*Text segment*:
────────────────────────────────────────
Preprocessing Guide¶

This guide covers how to preprocess antibody datasets for training and testing with the pipeline.

Overview¶

Preprocessing transforms raw antibody data into the canonical CSV format required by the pipeline:

sequence,label
EVQLVESGGGLVQPGGSLRLSCAASGFTFS,0
QVQLQESGPGLVKPSQTLSLTCTVSGGSLS,1

Pipeline Steps:

Data Acquisition - Download raw data (Excel, CSV, FASTA)
Format Conversion - Convert to canonical CSV format
Sequence Extraction - Extract antibody fragments (VH, CDRs, FWRs)
Quality Control - Validate sequences, check labels
Fragment Generation - Create fragment-specific datasets

When to Preprocess¶

You need to preprocess data if:

✅ Using provided datasets for the first time - Raw data → canonical format
✅ Adding a new dataset - Your own antibody data
✅ Extracting new fragments - VH, CDRs, FWRs from existing datasets
✅ Updating data - New version of published dataset

You DON'T need to preprocess if:

❌ Using pre-processed canonical files - Already in data/train/ or data/test/canonical/
❌ Using provided fragment files - Already in data/test/fragments/

Quick Preprocessing Commands¶

Boughter Dataset (Training Set)¶

# Stage 1: Translate DNA to protein sequences
python3 preprocessing/boughter/stage1_dna_translation.py

# Stage 2 & 3: Annotate sequences (ANARCI) + Quality control
python3 preprocessing/boughter/stage2_stage3_annotation_qc.py

Outputs: - data/train/boughter/annotated/VH_only_boughter.csv - VH sequences (1,076 rows) - data/train/boughter/annotated/*_boughter.csv - 16 fragment CSVs (H-CDRs, L-CDRs, etc.)
────────────────────────────────────────
*Data provided*:

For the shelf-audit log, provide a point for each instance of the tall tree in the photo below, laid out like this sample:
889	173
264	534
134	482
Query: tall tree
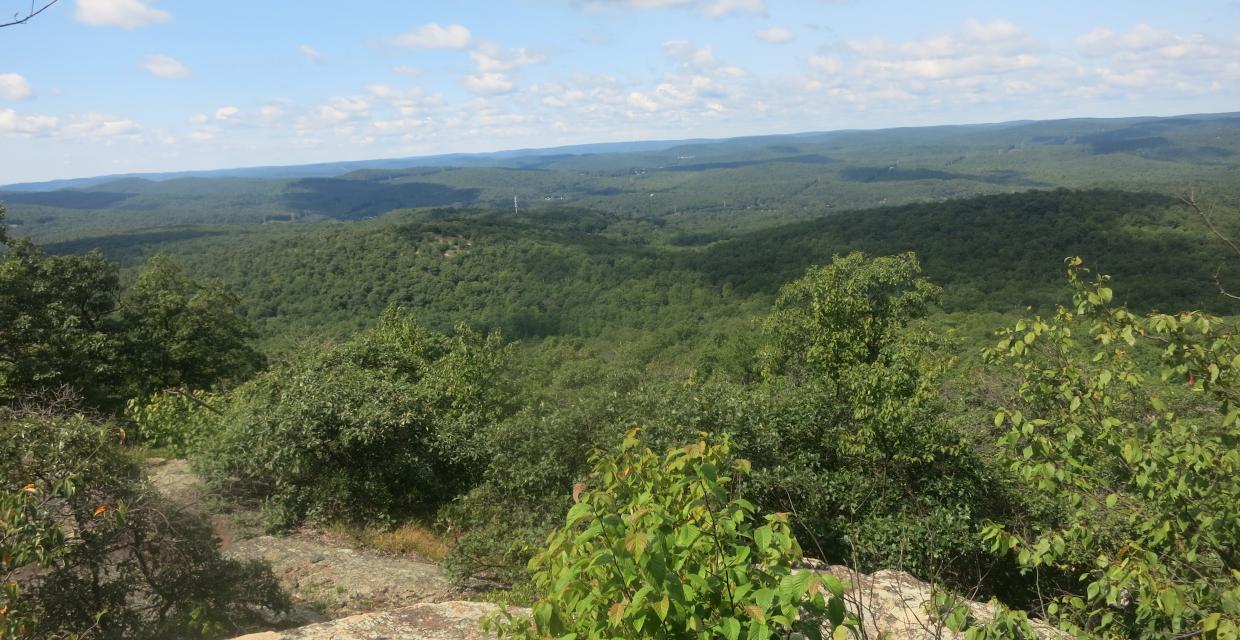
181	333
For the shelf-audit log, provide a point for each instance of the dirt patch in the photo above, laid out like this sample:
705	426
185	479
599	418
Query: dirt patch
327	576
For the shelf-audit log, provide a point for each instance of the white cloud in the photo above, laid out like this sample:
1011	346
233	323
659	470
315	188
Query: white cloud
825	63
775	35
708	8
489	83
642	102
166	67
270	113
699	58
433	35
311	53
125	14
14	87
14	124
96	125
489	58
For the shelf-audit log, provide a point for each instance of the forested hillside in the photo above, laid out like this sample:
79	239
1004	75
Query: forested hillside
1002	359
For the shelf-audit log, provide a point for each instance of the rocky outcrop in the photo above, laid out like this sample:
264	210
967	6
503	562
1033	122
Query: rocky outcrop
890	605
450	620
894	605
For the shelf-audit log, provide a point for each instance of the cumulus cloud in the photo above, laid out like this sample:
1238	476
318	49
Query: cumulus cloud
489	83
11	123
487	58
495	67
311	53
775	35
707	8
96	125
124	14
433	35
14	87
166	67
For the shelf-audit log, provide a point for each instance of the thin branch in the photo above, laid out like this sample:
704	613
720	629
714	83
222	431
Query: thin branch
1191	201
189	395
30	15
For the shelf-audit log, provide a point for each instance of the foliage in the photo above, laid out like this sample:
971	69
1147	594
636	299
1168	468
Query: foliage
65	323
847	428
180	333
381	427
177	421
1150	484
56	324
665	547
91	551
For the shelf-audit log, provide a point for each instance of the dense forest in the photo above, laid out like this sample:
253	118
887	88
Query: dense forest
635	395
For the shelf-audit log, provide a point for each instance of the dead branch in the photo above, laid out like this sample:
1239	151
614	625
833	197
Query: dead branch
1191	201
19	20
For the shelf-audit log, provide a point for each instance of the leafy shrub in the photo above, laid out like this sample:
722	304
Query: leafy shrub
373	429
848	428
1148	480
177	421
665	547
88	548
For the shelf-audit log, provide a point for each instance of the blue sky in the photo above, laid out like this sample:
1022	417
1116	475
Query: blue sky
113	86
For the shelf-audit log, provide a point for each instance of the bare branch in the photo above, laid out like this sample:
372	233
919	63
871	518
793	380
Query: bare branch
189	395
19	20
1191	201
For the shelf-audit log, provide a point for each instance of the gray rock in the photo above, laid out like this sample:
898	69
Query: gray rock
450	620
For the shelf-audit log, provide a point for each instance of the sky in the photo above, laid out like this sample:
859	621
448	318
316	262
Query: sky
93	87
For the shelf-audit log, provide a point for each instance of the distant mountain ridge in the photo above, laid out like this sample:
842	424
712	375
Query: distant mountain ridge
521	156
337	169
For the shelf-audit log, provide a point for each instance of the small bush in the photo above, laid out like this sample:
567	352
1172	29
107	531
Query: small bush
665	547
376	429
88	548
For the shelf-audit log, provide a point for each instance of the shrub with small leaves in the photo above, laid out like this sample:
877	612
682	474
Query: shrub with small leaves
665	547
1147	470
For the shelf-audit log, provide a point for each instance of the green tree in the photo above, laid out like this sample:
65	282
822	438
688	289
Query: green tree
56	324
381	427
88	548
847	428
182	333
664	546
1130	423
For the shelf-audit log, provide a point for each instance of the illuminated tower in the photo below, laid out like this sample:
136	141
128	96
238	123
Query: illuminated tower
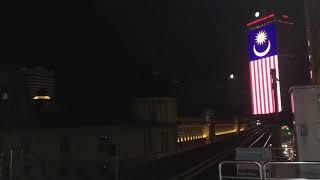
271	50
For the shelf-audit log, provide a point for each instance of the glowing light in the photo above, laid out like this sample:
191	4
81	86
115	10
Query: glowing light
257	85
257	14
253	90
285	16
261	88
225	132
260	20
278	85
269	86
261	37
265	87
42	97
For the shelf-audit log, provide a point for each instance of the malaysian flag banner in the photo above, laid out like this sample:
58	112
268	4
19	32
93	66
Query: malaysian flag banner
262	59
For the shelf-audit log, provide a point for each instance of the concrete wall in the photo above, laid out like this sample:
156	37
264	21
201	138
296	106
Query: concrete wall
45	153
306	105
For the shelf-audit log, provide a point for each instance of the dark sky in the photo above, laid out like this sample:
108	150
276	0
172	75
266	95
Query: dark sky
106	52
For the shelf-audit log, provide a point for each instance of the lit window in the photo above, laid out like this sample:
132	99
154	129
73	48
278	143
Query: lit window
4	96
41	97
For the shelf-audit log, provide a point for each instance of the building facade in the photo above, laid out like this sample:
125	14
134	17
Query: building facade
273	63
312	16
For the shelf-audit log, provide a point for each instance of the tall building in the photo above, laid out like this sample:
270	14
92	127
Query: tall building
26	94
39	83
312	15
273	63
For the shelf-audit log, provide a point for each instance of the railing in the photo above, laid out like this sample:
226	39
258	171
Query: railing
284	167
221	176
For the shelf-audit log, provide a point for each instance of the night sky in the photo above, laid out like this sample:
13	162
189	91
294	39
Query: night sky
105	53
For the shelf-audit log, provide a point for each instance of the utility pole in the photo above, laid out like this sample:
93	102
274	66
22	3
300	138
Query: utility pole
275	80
────────────────────────────────────────
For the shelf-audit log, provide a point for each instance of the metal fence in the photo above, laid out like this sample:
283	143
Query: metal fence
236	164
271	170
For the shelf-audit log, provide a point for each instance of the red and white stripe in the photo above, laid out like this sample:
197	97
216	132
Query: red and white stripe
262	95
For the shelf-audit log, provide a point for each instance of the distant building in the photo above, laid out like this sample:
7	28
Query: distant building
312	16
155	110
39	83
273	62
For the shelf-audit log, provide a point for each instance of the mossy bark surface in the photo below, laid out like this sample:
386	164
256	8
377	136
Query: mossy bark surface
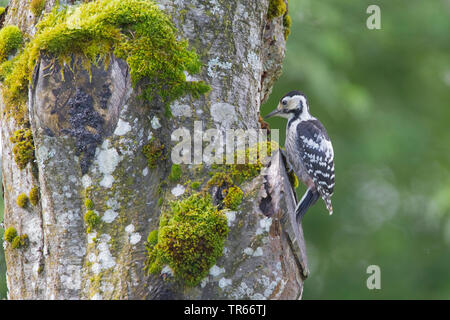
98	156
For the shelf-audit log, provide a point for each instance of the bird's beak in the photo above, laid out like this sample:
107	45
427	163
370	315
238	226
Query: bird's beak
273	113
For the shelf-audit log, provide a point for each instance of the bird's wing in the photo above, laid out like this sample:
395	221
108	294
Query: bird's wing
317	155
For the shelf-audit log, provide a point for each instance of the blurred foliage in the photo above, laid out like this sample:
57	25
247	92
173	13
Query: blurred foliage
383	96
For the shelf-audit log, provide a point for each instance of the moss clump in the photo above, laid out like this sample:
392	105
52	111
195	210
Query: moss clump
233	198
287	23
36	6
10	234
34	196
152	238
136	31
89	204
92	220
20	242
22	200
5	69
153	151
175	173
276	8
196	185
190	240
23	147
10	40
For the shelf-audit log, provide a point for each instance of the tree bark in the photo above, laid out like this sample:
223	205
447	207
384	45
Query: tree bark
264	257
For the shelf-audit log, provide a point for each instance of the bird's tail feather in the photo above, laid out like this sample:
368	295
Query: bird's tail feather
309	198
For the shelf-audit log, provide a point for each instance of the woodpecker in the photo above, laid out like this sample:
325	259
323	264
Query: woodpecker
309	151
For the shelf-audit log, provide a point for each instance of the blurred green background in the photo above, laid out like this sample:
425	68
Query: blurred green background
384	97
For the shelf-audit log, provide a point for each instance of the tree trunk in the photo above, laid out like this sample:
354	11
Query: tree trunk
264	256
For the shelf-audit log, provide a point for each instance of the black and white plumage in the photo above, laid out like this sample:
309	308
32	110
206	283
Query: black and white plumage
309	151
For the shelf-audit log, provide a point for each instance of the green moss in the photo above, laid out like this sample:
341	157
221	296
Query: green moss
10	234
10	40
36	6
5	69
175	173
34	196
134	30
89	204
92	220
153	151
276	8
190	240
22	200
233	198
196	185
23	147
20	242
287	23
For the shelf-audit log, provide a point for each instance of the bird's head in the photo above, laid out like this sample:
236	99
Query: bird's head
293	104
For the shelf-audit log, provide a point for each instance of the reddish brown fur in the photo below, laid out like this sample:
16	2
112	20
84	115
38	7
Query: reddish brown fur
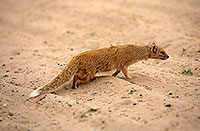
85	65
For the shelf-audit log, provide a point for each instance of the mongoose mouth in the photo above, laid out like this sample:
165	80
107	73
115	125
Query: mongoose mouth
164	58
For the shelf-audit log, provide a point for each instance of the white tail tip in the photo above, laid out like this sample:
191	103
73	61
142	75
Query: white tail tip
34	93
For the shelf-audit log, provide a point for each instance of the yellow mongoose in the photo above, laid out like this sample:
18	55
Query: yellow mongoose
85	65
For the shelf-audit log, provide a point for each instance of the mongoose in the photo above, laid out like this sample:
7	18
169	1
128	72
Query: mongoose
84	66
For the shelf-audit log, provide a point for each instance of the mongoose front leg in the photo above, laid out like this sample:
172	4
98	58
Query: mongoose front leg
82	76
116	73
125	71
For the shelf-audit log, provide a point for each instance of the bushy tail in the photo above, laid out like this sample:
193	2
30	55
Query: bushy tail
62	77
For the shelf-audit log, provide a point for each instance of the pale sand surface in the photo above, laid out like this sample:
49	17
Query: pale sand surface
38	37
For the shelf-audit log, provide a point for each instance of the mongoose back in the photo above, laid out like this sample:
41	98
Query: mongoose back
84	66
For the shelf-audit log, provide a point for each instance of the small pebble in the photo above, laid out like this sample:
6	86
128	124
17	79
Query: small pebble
────────────────────────────────────────
*What this exercise asks*:
[a] In the antibody preprocessing guide, how many rows does the VH-only output file for the Boughter dataset contain?
[b] Pick up the antibody preprocessing guide right after its last line and keep writing it.

*Answers to the exercise*:
[a] 1,076 rows

[b]
Note: Training subset (914 sequences) selected from VH_only_boughter.csv based on polyreactivity labels.

Jain Dataset (Test Set - Novo Parity)¶

# Step 1: Convert Excel to CSV
python3 preprocessing/jain/step1_convert_excel_to_csv.py

# Step 2: Preprocess P5e-S2 subset (Novo parity benchmark)
python3 preprocessing/jain/step2_preprocess_p5e_s2.py

Outputs:

Canonical files (original column names): - data/test/jain/canonical/jain_86_novo_parity.csv - Full data (columns: id, vh_sequence, vl_sequence, ...) - data/test/jain/canonical/VH_only_jain_86_p5e_s2.csv - VH only (columns: id, vh_sequence, label)

Fragment files (standardized columns): - data/test/jain/fragments/VH_only_jain.csv - VH fragment (columns: id, sequence, label) ← Use for testing - Additional fragment files in data/test/jain/fragments/ (H-CDRs, L-CDRs, etc.)

Column Naming: - Canonical files use vh_sequence/vl_sequence (original source data) - Fragment files use sequence (standardized for training/testing)

Harvey Dataset (Nanobody Test Set)¶

# Step 1: Combine raw CSVs
python3 preprocessing/harvey/step1_convert_raw_csvs.py

# Step 2: Extract nanobody fragments (VHH, CDRs, FWRs)
python3 preprocessing/harvey/step2_extract_fragments.py

Outputs:

Processed files: - data/test/harvey/processed/harvey.csv - Combined raw data (intermediate)

Fragment files (standardized columns): - data/test/harvey/fragments/VHH_only_harvey.csv - Full VHH (columns: id, sequence, label, ...) - data/test/harvey/fragments/H-CDR1_harvey.csv - Individual CDRs - data/test/harvey/fragments/H-CDRs_harvey.csv - Concatenated CDRs - data/test/harvey/fragments/H-FWRs_harvey.csv - Concatenated FWRs

Column Naming: - All fragment files use standardized sequence column (ready for testing)

Note: Fragment naming pattern: {fragmentName}_harvey.csv (not harvey_{fragmentName}.csv)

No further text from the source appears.